# Records to use start

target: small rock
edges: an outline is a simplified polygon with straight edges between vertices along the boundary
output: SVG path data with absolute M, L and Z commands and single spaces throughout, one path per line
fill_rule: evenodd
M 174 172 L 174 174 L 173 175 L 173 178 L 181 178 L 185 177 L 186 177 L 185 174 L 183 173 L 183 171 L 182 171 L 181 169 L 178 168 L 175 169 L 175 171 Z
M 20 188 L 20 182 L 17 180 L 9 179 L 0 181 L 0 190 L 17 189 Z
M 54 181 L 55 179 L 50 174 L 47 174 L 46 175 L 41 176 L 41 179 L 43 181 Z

# Records to use end

# What the task asks
Copy the material above again, changing "single spaces" to "one space" and leaving every other part as it is.

# Solution to this exercise
target: small rock
edges: an outline is a simplified polygon with straight edges between vertices along the boundary
output: SVG path data with absolute M, L and Z commands and one space throughout, one path per line
fill_rule: evenodd
M 174 172 L 174 174 L 173 175 L 173 178 L 181 178 L 185 177 L 186 177 L 185 174 L 183 173 L 183 171 L 182 171 L 181 169 L 178 168 L 175 169 L 175 171 Z
M 20 188 L 20 182 L 17 180 L 9 179 L 0 181 L 0 190 L 17 189 Z
M 54 181 L 55 179 L 50 174 L 47 174 L 46 175 L 41 176 L 41 179 L 43 181 Z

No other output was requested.